== Excerpt ==

Picturesque views and well-maintained trails make Montaña de Oro State Park a mountain biker’s paradise. Depending on the trail, a full suspension bike is best (but not necessarily essential) for most. Note that hikers and bikers share trails; please use a bell for the safety of everyone on the trail. Bluff Trail Difficulty: Easy Distance: 2.3 miles, point to point Elevation: +142 feet / -77 feet Avg / Max Grade: 2% / 6% Type: Doubletrack Hazard Peak Trail Difficulty: Easy/intermediate Distance: 4.1 miles point to point Elevation: +915 feet / -308 feet Avg / Max Grade: 6% / 12% Type: Singletrack Islay Creek Trail Difficulty: Easy Distance: 3 miles, point to point Elevation: +68 feet / -352 feet Avg / Max Grade: 3% / 7% Type: Doubletrack Oats Peak Trail Difficulty: Intermediate Distance: 11.3, out and back Elevation: +1,433 feet / -1,438 feet Avg / Max Grade: 5% / 36% Type: Singletrack Reservoir Flats Trail Difficulty: Easy/intermediate Distance: 2 mile loop Elevation: +132 feet / -187 feet Max Grade: 4.4% Type: Singletrack

Free Hiking and MTB Maps

The Highway 1 Discovery Route Stewardship Travel Program partners with local organizations to offer free hiking and mountain biking maps. Visitors and local residents are invited to download free maps for trails across Highway 1.

Volunteer Trail Work Days

As part of the Stewardship Travel Program, volunteers are welcome year-round to help build, restore and maintain hiking, biking, and equestrian trails. All work day events and classes are organized by the Central Coast Concerned Mountain Bikers group, a non-profit organization since 1987. They require no experience to jump in and help! The annual volunteer trail workday in Montaña de Oro State Park is the first Sunday in February. Opportunities for volunteering on trail restoration include at least one trail work session per month. Two major workdays are offered each year and are called TRAILWERKS: all-day events with free meals, tee shirts, and raffle prizes for participants. The Central Coast Concerned Mountain Bikers group encourages everyone who enjoys California trail systems to volunteer for workdays as well as practice important trail etiquette that helps prevent trail erosion, reduces user conflicts, and ensures trail access. More detailed information, trail guidelines, and volunteer locations can be found at their website. And if you can’t join a trail work day, consider donating toward the purchase of trail building tools for volunteers.

===

**Stated exercise 1**
Count the lines in the entries that contain the string "airplane", and give only that number.
The entries come from a separate source and are unrelated to the Montaña de Oro passage.

== Given data ==

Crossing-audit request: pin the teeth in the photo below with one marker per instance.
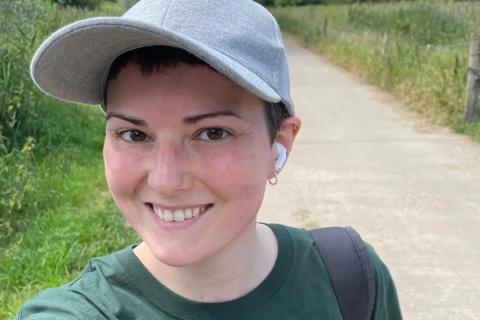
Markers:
(196, 211)
(167, 215)
(179, 214)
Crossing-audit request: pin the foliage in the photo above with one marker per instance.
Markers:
(309, 2)
(418, 49)
(54, 209)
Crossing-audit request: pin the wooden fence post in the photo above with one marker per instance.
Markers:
(473, 80)
(385, 44)
(325, 26)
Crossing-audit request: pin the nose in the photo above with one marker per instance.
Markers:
(169, 171)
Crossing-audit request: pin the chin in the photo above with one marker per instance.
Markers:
(173, 259)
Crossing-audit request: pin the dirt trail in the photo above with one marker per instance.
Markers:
(411, 190)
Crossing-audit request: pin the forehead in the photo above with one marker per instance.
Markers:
(181, 87)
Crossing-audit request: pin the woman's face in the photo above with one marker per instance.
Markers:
(186, 144)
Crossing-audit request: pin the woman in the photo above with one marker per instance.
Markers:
(199, 118)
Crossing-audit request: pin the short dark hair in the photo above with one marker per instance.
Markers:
(156, 58)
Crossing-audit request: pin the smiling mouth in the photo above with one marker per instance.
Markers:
(178, 215)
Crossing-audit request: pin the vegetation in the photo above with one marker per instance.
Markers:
(50, 165)
(417, 49)
(307, 2)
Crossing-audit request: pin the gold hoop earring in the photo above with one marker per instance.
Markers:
(273, 181)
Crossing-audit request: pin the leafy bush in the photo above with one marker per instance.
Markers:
(35, 129)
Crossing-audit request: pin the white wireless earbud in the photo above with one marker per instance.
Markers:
(281, 156)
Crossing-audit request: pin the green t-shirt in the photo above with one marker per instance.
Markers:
(118, 286)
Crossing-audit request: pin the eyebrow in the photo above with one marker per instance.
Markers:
(186, 120)
(196, 118)
(135, 121)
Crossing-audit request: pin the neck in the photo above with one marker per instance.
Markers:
(228, 274)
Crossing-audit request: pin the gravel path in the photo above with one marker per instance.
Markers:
(411, 189)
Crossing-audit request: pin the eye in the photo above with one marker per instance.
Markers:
(213, 134)
(132, 136)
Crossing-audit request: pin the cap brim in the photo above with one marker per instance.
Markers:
(73, 63)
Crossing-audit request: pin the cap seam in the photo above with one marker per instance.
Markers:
(277, 38)
(166, 12)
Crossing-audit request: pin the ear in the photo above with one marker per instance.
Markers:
(286, 136)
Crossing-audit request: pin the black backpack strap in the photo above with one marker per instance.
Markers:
(351, 274)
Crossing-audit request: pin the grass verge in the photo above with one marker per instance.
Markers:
(417, 50)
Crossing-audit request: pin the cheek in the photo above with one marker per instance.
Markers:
(236, 172)
(121, 169)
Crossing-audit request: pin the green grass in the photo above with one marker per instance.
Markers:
(425, 59)
(55, 211)
(56, 243)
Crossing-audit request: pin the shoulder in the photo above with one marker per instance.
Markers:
(79, 299)
(58, 303)
(387, 306)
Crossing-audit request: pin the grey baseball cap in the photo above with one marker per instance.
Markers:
(238, 38)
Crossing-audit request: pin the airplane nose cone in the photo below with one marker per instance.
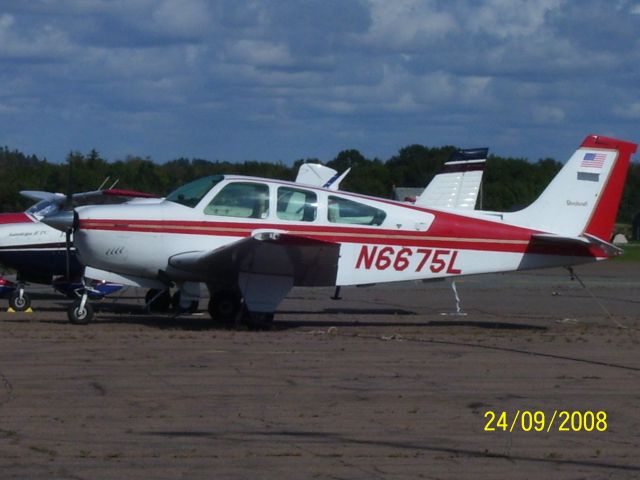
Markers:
(63, 221)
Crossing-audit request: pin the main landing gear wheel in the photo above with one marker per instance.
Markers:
(175, 304)
(224, 306)
(18, 302)
(161, 304)
(258, 320)
(79, 314)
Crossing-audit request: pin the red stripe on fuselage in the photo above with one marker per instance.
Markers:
(472, 234)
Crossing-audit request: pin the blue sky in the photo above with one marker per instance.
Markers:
(286, 79)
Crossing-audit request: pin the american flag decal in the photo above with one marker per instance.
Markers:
(593, 160)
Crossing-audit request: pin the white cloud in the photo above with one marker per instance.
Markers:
(547, 114)
(44, 42)
(182, 17)
(630, 111)
(407, 25)
(259, 53)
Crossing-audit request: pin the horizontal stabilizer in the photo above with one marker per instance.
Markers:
(458, 184)
(583, 241)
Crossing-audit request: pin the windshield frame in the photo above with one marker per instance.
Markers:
(196, 191)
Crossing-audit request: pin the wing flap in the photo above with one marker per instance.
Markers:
(307, 261)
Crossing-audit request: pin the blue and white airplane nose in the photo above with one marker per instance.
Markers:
(63, 221)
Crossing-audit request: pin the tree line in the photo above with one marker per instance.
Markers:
(508, 184)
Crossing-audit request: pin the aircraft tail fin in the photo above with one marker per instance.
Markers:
(584, 196)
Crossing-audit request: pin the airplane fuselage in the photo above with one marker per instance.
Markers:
(379, 240)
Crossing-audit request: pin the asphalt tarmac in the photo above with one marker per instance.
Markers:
(388, 382)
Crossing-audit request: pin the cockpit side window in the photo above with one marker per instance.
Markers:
(342, 210)
(296, 204)
(190, 194)
(241, 199)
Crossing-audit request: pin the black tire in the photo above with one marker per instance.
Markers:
(160, 304)
(175, 304)
(258, 321)
(224, 306)
(80, 317)
(17, 303)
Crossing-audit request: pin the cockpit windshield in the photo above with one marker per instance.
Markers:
(191, 193)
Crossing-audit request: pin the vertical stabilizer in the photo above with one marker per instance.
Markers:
(584, 196)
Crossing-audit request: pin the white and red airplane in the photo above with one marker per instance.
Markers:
(250, 240)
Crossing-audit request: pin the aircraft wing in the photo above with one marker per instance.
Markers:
(266, 266)
(308, 262)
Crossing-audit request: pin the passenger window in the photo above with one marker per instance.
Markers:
(244, 200)
(341, 210)
(296, 205)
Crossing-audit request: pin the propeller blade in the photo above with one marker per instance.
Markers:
(68, 253)
(69, 201)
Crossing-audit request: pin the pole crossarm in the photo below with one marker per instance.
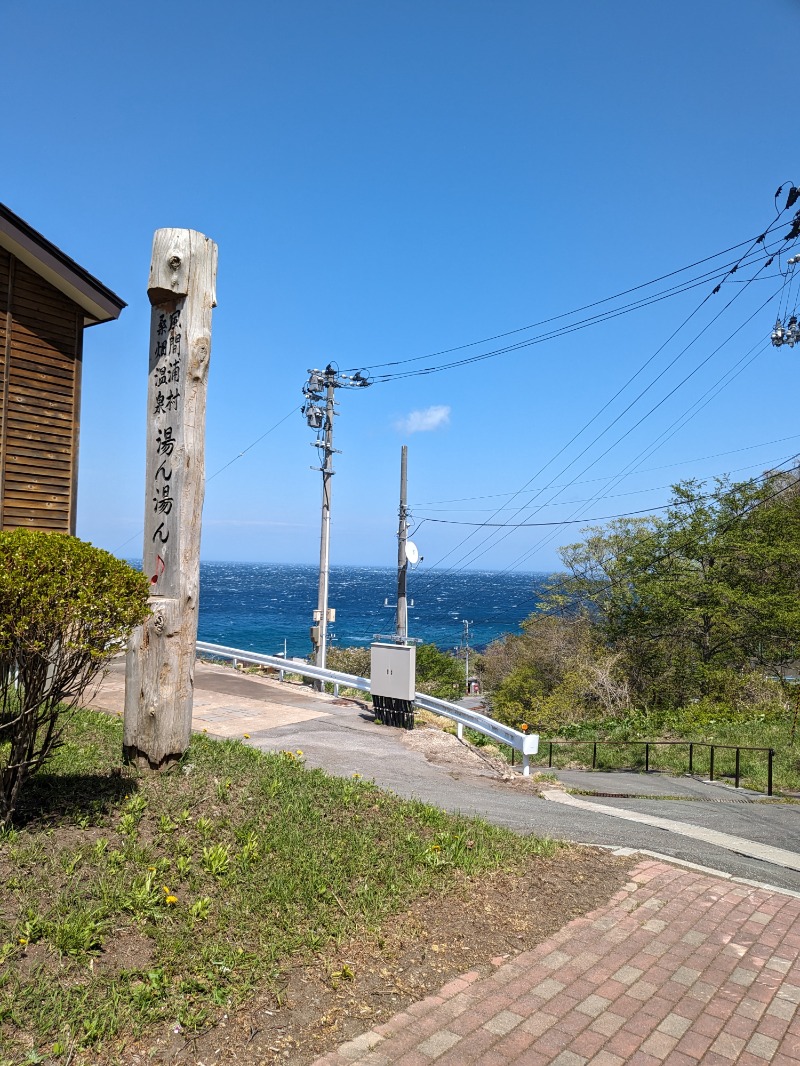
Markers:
(321, 385)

===

**Stated exercise 2**
Return the stretch of the Montaña de Oro passage from "The Highway 1" through "across Highway 1.", word for word.

**Task output 1**
4

**Task output 2**
The Highway 1 Discovery Route Stewardship Travel Program partners with local organizations to offer free hiking and mountain biking maps. Visitors and local residents are invited to download free maps for trails across Highway 1.